> **Stated problem**
Render the listing below as a JSON list of strings, one string per line, omitting blank lines and the pictures.

··· Input

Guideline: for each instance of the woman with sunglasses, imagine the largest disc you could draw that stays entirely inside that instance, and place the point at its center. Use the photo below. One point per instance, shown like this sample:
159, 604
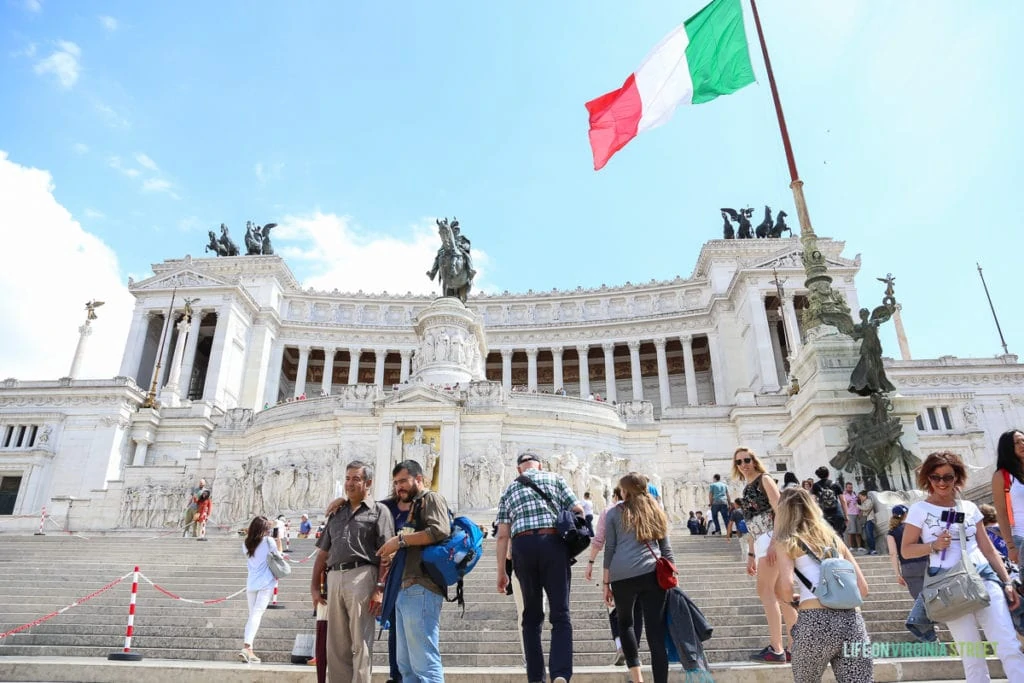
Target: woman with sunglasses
759, 501
928, 535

······

> **Solution to this task**
[
  "Guideline: for each instance of the woman with sunglasses, imagine the largest disc you could draw that stays entirely inside that instance, and place the point at its center. Use the photo below. One point per instance, shown like this sample:",
  "159, 604",
  "Target: woman with sunglasses",
  "759, 501",
  "928, 535"
]